**Task description**
Would you repeat exactly the part of the listing below that runs from the line containing "# test: pointer returns one pin per instance of the passenger" down to the line containing "# test: pointer returns one pin per instance of the screen", inclusive, and nothing else?

┌──

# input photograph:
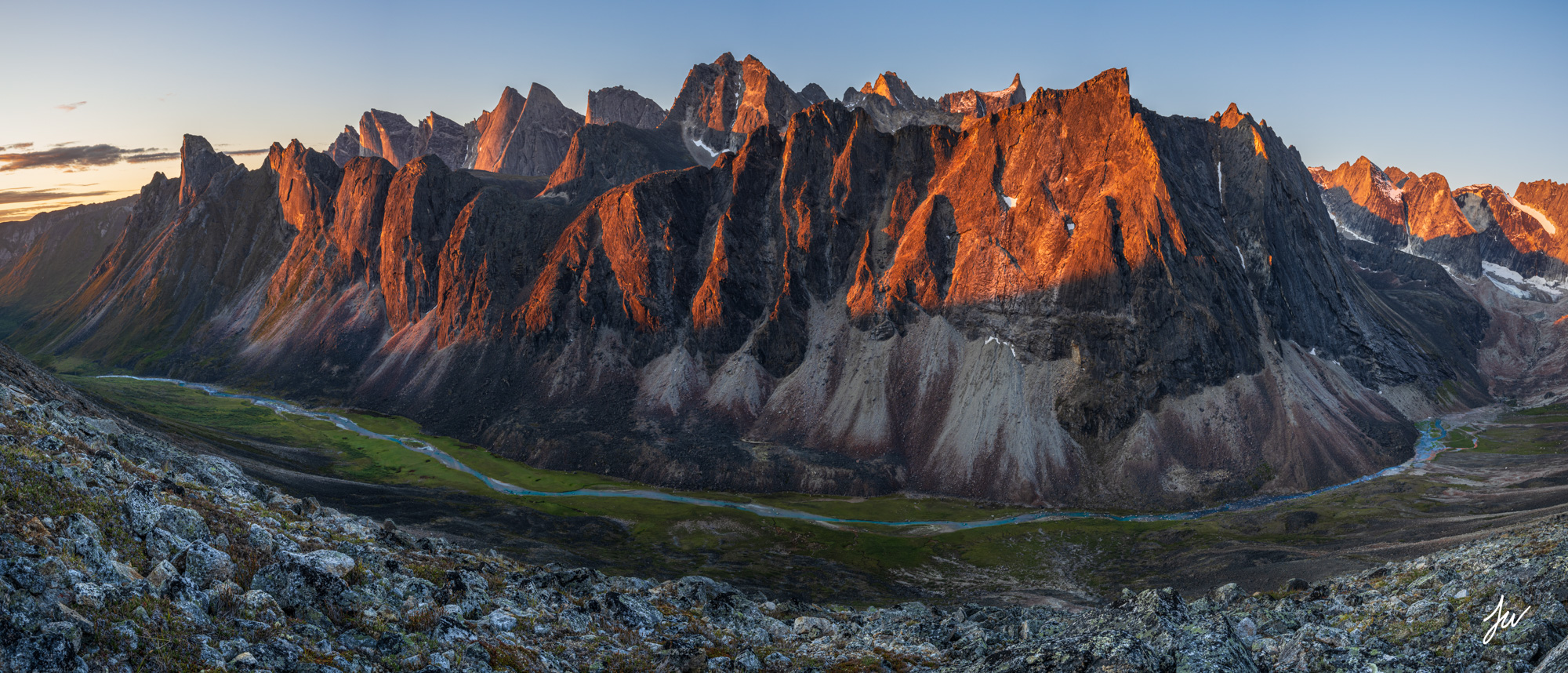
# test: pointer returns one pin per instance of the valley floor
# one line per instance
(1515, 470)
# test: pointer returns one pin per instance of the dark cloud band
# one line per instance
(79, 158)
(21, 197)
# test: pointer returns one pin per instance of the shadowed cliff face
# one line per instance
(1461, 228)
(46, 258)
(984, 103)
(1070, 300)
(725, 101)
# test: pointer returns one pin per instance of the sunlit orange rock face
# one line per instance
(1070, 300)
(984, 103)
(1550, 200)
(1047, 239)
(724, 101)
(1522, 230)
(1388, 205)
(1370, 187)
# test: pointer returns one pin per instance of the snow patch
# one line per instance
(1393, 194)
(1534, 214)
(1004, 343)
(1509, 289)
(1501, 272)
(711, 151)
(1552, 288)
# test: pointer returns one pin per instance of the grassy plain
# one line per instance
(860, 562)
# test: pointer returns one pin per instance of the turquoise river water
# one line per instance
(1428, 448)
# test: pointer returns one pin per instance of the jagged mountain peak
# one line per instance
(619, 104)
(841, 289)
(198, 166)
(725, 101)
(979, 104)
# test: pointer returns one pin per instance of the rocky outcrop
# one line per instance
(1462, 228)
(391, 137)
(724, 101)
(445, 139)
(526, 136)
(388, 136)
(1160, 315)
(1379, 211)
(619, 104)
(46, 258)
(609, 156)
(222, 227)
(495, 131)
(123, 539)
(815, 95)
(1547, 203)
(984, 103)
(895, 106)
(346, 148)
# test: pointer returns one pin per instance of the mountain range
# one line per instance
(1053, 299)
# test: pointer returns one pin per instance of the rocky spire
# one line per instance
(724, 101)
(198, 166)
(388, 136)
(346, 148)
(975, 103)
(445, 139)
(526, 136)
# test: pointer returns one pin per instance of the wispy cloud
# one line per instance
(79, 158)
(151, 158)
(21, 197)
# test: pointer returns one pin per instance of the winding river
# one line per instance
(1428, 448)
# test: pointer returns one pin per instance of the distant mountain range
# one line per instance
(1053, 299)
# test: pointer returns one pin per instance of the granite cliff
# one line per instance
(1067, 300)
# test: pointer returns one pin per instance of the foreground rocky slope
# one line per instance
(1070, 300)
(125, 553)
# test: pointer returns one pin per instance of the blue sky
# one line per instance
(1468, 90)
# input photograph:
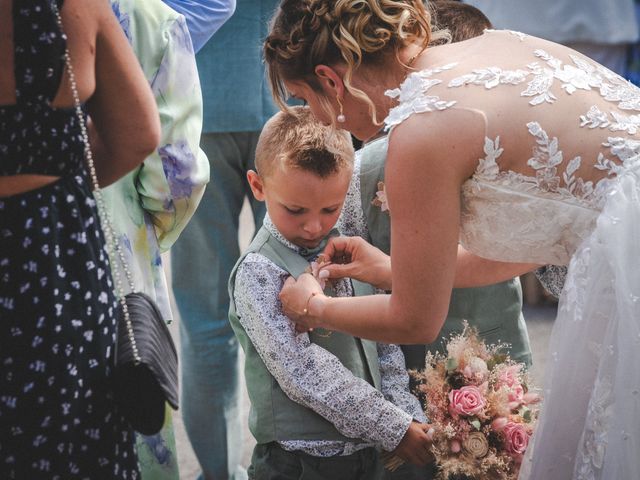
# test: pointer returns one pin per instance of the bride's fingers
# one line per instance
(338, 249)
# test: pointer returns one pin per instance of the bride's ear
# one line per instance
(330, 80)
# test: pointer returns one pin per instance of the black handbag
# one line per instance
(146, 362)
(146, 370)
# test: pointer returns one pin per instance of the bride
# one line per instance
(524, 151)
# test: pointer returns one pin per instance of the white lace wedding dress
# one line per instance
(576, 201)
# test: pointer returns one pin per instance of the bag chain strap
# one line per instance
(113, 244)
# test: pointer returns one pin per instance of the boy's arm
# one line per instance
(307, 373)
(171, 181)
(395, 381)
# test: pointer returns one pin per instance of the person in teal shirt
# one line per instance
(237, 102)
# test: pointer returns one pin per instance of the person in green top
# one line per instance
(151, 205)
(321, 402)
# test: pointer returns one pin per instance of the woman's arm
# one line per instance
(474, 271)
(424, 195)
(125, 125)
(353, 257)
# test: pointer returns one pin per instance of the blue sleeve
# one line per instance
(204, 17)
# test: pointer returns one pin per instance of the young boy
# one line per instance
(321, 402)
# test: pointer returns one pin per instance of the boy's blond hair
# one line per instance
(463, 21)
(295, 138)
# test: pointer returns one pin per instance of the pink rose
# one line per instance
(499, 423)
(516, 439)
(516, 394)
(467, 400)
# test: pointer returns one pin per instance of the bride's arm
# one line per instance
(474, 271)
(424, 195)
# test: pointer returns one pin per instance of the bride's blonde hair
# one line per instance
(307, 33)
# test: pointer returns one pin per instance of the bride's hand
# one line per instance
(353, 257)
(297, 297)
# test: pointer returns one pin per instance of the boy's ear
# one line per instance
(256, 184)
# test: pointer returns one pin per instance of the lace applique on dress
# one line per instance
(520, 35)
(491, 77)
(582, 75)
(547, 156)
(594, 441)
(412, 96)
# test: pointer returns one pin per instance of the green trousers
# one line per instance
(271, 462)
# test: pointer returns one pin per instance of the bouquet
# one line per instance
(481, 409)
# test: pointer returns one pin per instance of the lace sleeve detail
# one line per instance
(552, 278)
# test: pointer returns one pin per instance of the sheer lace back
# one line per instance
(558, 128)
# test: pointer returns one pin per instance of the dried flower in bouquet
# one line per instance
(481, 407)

└──
┌──

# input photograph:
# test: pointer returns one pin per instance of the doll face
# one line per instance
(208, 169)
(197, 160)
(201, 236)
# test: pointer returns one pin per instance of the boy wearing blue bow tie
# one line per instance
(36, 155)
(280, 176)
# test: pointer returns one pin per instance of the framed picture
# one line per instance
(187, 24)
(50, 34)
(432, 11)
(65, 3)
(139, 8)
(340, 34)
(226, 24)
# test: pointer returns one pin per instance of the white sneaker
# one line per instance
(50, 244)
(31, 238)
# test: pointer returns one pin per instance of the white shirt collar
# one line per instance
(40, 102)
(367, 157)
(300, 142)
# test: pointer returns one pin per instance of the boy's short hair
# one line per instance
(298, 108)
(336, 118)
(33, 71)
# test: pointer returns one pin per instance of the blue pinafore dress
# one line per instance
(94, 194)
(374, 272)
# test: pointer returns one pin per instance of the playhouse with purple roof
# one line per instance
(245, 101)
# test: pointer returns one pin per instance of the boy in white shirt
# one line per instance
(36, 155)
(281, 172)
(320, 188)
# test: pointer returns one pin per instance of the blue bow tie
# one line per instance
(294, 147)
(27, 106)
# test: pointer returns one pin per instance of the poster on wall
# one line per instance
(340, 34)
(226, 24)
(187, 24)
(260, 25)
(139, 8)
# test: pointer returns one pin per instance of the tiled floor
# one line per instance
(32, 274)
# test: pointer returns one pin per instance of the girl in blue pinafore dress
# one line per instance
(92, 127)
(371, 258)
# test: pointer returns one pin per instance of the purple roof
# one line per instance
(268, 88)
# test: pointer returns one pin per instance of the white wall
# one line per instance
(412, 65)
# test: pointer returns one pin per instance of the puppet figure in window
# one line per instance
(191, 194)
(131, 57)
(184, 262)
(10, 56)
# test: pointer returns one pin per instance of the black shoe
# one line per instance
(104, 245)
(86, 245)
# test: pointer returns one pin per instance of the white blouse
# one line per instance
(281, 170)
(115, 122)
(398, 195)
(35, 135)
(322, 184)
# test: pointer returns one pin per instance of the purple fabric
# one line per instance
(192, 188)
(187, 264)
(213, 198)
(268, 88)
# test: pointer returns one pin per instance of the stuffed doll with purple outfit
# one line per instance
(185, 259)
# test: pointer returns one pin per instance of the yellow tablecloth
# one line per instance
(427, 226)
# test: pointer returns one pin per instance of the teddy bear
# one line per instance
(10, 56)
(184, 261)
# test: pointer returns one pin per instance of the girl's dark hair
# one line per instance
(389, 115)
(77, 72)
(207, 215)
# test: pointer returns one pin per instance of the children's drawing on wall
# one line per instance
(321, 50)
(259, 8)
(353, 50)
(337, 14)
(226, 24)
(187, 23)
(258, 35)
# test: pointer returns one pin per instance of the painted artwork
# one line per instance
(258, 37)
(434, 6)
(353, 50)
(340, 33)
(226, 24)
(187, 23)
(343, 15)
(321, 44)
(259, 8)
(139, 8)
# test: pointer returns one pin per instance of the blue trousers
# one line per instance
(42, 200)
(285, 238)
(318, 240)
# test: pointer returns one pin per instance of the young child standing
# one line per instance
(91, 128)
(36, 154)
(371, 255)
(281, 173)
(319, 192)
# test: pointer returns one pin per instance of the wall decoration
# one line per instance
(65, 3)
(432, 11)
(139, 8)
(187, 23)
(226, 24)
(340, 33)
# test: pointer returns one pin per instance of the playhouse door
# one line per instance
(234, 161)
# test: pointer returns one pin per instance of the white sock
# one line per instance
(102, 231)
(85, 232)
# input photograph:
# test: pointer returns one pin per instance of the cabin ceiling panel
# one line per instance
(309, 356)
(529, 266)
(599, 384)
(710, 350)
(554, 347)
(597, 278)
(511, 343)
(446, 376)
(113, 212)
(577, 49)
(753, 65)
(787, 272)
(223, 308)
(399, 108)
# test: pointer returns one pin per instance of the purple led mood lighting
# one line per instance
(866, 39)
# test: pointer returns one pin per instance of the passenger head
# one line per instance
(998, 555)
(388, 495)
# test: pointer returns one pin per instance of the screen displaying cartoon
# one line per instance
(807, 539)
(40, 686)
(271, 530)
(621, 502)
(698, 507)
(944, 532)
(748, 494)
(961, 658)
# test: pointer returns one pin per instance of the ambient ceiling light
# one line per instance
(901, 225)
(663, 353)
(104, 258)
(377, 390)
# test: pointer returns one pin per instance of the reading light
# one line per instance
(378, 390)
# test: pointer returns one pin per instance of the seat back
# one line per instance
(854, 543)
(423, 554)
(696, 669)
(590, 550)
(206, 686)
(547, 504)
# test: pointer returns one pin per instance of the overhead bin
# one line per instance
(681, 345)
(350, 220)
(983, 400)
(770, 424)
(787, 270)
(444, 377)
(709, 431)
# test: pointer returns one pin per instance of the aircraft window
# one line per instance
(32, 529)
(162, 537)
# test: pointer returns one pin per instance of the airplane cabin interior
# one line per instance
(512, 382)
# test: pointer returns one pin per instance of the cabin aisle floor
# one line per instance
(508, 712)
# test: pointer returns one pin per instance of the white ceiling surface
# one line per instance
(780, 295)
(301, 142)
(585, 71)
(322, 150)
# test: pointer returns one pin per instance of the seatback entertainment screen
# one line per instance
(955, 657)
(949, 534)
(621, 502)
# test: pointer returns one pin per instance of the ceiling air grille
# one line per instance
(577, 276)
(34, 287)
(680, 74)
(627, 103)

└──
┌──

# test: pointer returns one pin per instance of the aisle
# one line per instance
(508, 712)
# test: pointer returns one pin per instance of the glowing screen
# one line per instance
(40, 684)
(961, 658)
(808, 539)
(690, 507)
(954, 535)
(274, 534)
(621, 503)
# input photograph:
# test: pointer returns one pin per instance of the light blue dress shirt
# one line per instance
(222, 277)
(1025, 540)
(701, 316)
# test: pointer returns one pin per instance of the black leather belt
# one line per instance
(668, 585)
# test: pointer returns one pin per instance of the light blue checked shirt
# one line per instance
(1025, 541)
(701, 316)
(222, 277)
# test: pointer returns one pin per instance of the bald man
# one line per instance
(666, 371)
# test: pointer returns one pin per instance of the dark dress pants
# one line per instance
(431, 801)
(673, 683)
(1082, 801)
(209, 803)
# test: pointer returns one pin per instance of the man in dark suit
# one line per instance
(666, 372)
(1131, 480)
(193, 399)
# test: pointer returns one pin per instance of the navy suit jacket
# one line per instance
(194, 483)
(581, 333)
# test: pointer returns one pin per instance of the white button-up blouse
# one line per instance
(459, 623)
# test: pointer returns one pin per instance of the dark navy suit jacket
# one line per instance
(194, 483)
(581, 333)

└──

**Task result**
# test: pointer returns one pin per instance of the passenger head
# one line per instance
(998, 555)
(388, 495)
# test: pointer returns one pin per instance of the screen displaying cartoon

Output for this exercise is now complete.